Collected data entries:
+ + + + +

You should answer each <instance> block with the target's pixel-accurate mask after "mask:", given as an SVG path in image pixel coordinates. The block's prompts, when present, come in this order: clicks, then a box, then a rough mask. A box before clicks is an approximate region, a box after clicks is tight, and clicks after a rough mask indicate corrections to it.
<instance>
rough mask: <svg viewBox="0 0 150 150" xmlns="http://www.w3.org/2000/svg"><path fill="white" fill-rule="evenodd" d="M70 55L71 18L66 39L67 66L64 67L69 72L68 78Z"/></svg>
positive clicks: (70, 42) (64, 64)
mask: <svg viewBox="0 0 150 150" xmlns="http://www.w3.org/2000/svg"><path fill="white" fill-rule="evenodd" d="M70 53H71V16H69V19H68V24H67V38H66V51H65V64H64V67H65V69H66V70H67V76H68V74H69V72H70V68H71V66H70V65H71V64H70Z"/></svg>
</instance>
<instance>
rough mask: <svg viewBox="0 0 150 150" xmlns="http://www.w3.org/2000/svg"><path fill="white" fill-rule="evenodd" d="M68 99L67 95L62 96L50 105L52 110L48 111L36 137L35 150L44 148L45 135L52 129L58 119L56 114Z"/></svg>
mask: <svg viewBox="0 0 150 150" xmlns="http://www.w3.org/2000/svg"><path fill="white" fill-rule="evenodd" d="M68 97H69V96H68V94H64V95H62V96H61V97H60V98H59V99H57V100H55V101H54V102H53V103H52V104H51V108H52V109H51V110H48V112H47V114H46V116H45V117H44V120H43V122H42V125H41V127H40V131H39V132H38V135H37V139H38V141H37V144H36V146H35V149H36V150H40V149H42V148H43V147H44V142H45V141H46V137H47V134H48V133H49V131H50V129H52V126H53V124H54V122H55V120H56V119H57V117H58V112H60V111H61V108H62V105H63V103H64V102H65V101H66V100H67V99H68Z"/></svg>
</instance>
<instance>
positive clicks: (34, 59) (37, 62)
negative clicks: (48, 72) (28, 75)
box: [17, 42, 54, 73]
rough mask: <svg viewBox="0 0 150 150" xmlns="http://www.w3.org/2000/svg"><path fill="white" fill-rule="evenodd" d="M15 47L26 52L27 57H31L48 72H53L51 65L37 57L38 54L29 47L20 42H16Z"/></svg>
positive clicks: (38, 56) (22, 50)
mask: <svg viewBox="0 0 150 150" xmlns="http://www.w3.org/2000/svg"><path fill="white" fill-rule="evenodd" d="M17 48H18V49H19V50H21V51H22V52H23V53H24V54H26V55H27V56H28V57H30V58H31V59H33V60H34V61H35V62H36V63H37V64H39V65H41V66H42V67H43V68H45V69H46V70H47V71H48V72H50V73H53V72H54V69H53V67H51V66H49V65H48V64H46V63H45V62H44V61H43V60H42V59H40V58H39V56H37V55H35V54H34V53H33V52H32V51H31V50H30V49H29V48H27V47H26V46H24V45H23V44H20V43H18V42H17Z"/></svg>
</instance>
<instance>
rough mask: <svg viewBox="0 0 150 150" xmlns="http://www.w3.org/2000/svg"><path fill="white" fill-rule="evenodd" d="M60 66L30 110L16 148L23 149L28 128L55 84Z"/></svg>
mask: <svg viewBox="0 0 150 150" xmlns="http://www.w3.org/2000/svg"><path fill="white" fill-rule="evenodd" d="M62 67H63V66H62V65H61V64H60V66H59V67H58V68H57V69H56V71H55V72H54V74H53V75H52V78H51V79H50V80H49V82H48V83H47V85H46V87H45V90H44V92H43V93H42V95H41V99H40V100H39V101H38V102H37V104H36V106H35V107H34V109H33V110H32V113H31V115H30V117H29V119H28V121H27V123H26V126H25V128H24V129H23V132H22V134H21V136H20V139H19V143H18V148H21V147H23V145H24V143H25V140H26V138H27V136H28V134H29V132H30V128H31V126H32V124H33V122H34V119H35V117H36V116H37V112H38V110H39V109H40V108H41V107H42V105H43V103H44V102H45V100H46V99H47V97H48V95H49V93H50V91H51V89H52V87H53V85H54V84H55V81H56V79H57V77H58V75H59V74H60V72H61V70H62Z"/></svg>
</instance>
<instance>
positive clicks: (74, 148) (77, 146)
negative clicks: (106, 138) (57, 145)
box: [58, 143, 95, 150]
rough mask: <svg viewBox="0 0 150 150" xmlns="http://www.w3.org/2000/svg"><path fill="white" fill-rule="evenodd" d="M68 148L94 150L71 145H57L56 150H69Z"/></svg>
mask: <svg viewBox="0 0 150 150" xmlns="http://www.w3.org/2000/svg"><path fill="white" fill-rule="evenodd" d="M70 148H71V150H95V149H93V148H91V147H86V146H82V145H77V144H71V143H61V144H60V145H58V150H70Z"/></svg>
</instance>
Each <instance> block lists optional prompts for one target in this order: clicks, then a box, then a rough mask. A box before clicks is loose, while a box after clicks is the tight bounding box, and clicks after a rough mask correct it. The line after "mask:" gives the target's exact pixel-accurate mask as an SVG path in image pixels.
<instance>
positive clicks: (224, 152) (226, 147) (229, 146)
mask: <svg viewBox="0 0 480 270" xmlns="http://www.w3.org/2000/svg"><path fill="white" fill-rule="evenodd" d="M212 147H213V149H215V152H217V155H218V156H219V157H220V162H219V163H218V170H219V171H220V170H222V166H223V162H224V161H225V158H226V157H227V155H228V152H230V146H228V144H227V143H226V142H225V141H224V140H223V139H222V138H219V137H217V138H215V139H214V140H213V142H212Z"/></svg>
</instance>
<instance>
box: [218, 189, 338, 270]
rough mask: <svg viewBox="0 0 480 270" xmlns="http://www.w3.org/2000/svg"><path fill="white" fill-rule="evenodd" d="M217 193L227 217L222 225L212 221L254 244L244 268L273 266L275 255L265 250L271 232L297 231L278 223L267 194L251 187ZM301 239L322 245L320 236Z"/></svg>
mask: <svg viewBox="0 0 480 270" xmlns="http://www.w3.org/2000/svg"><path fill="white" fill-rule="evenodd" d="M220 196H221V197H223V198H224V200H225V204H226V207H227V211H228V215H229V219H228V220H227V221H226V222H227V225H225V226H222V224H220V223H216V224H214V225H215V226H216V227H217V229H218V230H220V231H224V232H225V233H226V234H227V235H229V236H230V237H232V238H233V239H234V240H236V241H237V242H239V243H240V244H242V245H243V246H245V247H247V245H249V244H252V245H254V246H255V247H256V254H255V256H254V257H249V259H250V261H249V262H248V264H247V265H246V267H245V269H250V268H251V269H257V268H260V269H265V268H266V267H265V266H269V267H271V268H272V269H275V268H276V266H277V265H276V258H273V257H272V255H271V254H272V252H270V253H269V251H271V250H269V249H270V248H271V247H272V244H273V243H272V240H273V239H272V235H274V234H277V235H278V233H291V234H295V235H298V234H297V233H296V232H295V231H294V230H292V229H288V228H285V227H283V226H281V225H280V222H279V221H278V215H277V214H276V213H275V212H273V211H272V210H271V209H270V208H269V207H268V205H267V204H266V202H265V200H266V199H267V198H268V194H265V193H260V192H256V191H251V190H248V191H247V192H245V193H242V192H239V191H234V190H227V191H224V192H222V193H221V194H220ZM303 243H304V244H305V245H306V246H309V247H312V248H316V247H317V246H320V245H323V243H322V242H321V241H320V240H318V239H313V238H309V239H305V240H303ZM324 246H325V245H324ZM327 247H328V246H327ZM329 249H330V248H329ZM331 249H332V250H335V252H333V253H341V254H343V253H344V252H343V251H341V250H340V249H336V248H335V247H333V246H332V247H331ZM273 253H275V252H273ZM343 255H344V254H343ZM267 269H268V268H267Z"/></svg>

+ + + + +

If the string "order" appears in a line of the data above, that line counts. State how many such lines there are and nothing more.

2